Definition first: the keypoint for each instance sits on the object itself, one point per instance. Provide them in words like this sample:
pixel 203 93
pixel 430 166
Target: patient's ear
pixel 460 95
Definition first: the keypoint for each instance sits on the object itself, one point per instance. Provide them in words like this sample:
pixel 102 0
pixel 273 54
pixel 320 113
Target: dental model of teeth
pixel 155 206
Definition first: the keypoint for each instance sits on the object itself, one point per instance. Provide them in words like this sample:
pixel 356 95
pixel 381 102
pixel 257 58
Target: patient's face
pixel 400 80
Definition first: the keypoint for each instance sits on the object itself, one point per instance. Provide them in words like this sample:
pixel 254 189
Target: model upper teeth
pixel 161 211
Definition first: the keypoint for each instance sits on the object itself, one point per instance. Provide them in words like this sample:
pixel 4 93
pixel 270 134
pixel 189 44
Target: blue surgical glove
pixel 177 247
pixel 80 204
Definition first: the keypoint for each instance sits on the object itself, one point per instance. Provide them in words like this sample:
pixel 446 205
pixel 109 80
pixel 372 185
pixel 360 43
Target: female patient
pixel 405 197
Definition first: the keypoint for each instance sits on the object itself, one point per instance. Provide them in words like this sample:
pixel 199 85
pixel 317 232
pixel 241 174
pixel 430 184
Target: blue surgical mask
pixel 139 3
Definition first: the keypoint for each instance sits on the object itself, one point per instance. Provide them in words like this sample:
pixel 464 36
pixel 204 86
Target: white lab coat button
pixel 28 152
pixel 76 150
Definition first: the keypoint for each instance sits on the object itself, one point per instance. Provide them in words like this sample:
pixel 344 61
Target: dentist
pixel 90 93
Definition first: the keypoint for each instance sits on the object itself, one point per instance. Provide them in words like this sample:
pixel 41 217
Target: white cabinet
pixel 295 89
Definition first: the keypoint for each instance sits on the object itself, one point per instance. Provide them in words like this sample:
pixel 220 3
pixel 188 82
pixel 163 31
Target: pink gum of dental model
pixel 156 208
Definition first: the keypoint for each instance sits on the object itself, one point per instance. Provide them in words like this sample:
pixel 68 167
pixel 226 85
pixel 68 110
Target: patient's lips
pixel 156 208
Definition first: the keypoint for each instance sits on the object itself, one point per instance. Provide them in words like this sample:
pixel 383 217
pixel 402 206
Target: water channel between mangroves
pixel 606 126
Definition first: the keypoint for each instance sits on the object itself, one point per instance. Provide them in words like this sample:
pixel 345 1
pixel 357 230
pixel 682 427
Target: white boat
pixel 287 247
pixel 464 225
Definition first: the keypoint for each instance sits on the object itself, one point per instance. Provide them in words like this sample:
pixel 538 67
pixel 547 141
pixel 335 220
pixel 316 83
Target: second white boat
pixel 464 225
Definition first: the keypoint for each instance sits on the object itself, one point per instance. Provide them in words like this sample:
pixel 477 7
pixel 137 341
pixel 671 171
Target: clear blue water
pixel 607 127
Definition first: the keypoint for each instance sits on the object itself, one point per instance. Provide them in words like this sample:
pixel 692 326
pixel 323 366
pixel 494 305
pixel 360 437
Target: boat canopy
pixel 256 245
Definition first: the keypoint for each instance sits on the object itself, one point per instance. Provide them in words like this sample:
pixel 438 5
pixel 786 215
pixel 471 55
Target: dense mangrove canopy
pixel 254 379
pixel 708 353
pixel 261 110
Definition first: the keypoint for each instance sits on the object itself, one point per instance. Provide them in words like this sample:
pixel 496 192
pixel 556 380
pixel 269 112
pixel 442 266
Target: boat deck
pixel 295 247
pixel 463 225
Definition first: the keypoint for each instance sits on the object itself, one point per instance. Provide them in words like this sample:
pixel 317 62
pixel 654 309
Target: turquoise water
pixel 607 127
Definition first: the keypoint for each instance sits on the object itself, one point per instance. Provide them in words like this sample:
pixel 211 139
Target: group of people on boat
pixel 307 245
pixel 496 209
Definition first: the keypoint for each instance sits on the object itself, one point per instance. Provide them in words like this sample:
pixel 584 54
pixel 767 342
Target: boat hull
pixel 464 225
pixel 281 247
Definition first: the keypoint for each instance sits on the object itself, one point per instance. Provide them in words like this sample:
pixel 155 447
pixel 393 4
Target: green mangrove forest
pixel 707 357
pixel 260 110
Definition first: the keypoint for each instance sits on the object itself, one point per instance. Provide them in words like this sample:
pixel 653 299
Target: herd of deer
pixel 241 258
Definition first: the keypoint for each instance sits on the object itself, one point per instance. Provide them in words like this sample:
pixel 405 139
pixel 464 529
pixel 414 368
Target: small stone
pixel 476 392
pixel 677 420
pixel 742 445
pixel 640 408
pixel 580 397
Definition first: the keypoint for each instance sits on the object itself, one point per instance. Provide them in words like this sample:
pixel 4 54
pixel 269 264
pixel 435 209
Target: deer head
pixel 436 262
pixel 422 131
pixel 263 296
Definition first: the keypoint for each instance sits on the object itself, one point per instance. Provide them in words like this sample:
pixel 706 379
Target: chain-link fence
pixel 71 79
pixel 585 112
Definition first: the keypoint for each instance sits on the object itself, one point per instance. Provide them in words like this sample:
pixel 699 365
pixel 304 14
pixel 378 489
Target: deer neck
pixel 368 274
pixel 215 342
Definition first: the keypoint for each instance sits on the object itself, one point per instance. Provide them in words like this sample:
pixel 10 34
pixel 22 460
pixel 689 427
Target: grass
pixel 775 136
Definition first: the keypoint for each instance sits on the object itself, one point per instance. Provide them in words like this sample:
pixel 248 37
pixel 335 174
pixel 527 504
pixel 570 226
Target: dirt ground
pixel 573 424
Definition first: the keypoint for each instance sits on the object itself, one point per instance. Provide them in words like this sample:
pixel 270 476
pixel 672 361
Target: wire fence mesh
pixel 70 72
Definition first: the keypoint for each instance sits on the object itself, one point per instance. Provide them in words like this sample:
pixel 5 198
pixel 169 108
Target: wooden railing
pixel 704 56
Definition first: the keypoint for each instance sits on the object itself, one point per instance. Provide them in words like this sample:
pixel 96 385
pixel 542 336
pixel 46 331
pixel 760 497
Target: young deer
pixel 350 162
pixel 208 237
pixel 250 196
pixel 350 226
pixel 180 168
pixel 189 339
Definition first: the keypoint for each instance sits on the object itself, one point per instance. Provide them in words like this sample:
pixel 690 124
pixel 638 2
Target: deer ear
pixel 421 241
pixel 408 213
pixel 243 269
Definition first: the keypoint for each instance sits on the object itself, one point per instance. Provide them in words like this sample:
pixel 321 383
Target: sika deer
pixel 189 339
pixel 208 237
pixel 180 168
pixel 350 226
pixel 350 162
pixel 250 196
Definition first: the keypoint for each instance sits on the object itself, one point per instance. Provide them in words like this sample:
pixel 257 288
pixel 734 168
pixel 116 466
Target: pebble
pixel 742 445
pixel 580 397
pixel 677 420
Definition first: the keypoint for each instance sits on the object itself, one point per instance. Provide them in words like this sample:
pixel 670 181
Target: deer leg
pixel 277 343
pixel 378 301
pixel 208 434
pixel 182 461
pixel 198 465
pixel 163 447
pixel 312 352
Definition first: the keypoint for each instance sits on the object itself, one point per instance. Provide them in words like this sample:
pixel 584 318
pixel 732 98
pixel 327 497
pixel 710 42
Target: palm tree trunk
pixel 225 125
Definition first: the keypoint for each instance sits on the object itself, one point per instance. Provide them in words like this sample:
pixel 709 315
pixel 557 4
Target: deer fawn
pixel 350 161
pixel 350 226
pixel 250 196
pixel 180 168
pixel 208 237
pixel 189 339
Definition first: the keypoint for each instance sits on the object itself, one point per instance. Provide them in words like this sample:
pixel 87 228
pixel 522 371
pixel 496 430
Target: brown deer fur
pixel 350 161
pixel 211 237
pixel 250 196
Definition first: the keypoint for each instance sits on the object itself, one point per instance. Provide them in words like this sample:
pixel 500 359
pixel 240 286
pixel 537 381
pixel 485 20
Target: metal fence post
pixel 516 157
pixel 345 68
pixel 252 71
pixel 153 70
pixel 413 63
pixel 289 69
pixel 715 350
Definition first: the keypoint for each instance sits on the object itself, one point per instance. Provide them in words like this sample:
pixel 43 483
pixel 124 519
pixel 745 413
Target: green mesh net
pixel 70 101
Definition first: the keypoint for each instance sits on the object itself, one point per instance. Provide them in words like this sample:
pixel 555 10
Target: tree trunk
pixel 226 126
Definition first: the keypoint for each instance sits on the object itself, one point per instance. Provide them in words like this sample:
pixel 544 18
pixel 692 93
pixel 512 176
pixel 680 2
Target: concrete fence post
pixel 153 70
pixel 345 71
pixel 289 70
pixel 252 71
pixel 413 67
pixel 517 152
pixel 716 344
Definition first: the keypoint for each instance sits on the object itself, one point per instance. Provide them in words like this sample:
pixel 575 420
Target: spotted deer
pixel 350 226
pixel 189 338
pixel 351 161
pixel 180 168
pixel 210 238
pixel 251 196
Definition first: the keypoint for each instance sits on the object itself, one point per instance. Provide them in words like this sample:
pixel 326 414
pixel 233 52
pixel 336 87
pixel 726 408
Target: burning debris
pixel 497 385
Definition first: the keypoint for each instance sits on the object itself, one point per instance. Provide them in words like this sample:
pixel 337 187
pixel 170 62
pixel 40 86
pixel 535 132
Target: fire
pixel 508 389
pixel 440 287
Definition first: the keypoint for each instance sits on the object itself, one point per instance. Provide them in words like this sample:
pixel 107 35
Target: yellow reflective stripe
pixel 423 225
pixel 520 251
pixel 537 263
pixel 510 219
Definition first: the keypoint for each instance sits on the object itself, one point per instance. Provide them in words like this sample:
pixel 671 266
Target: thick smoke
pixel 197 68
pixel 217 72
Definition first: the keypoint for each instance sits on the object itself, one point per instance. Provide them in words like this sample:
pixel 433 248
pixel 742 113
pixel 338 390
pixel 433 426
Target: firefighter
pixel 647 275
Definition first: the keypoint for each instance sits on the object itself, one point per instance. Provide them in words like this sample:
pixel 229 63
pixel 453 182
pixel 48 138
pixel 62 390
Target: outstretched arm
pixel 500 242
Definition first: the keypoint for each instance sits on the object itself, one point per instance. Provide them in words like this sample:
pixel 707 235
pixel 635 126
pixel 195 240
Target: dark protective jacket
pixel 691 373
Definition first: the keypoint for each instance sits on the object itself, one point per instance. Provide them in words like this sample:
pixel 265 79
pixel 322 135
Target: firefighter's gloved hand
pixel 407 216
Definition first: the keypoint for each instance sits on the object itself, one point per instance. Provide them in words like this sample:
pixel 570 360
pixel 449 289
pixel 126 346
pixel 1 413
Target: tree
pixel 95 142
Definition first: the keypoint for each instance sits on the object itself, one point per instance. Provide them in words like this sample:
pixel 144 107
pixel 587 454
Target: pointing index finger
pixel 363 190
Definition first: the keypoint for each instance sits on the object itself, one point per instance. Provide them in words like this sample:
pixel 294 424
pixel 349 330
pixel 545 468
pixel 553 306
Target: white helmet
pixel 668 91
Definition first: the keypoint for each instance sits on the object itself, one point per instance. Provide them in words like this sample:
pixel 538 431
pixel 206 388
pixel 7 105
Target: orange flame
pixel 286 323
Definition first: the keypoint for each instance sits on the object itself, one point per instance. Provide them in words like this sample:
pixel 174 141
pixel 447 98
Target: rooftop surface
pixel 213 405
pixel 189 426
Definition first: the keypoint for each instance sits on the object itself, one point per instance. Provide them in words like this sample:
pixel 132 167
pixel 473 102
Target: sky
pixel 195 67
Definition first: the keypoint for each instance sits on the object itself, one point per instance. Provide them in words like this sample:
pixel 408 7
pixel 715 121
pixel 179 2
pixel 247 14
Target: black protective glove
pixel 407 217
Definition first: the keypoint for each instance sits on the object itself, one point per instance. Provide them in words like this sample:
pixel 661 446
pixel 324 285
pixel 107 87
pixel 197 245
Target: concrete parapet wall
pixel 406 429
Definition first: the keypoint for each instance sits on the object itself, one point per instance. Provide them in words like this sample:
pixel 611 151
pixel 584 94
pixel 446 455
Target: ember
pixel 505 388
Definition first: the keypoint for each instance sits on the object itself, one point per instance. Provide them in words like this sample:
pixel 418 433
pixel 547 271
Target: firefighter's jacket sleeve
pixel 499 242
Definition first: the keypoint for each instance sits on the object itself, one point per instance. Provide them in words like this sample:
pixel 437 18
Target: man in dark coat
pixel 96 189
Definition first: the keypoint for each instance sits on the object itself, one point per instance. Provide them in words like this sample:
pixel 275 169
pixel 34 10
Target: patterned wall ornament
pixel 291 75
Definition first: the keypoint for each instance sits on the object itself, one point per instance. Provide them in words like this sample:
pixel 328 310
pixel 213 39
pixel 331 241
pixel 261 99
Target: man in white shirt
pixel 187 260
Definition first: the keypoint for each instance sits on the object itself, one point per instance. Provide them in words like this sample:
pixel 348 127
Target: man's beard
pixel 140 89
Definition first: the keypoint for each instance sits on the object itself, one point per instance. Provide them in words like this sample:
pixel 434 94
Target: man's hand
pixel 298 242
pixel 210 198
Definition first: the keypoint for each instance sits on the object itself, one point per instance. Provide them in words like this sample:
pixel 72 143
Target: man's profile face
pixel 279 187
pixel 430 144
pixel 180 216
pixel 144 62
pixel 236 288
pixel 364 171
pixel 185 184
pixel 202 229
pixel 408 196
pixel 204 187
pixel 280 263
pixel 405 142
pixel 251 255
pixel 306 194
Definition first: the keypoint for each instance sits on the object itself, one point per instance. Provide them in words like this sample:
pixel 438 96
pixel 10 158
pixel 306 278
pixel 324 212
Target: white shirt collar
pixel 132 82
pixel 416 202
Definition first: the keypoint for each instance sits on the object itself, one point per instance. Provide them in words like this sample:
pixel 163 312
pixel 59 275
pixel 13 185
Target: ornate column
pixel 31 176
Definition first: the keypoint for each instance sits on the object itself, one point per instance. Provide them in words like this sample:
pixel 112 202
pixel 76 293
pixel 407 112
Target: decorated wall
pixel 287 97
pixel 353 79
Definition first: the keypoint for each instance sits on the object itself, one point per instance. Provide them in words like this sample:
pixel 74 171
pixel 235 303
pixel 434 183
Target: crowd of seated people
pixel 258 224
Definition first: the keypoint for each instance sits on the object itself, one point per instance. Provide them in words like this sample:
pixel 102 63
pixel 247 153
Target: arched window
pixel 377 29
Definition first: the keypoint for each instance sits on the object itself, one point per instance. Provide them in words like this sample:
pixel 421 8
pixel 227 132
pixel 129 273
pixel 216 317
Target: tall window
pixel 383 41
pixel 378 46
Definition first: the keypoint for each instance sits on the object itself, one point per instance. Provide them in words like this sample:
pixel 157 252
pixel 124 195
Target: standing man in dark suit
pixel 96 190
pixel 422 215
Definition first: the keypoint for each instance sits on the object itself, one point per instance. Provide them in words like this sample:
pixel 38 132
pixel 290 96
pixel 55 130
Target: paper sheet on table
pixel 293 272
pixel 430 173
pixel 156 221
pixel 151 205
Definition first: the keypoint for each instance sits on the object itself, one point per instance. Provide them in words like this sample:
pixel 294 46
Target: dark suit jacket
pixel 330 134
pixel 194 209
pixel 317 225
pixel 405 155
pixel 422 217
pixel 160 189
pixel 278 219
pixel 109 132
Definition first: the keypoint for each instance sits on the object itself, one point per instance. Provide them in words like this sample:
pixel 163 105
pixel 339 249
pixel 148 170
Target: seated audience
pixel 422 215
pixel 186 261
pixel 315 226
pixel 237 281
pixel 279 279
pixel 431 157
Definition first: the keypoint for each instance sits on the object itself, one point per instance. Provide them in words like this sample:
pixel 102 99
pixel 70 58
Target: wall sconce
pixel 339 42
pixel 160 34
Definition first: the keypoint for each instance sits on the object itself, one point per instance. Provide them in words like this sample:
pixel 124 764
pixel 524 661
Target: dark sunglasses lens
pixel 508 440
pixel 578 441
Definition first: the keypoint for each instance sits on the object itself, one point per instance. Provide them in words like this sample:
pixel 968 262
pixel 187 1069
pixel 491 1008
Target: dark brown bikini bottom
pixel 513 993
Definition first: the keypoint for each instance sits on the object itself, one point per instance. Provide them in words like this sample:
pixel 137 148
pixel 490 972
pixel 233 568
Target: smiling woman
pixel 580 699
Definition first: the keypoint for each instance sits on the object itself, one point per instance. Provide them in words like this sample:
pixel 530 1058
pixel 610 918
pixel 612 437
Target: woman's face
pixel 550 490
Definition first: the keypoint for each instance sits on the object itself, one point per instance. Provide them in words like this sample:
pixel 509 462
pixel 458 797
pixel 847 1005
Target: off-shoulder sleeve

● **DIRECTIVE**: Can you copy out the listing word for word, from its very first line through the line with "pixel 80 204", including both of those lines?

● **TASK RESPONSE**:
Definition first: the keypoint for each instance sits on the object itself, one point per instance. Provide them in words like this sample:
pixel 203 93
pixel 430 166
Target: patient's ear
pixel 460 95
Definition first: the keypoint for each instance sits on the object itself, one point per instance. Provide them in words like this sample:
pixel 102 0
pixel 273 54
pixel 320 113
Target: dental model of teeth
pixel 155 206
Definition first: the keypoint for each instance sits on the object itself, one point per instance. Provide them in words like this sample:
pixel 356 95
pixel 381 102
pixel 257 58
Target: patient's face
pixel 400 80
Definition first: the keypoint for each instance sits on the object itself, one point per instance. Provide them in words like this sample:
pixel 254 189
Target: model upper teeth
pixel 161 211
Definition first: the keypoint for each instance sits on the object itself, one point per instance. Provide them in words like this sample:
pixel 4 93
pixel 270 134
pixel 189 44
Target: blue surgical glove
pixel 177 247
pixel 80 204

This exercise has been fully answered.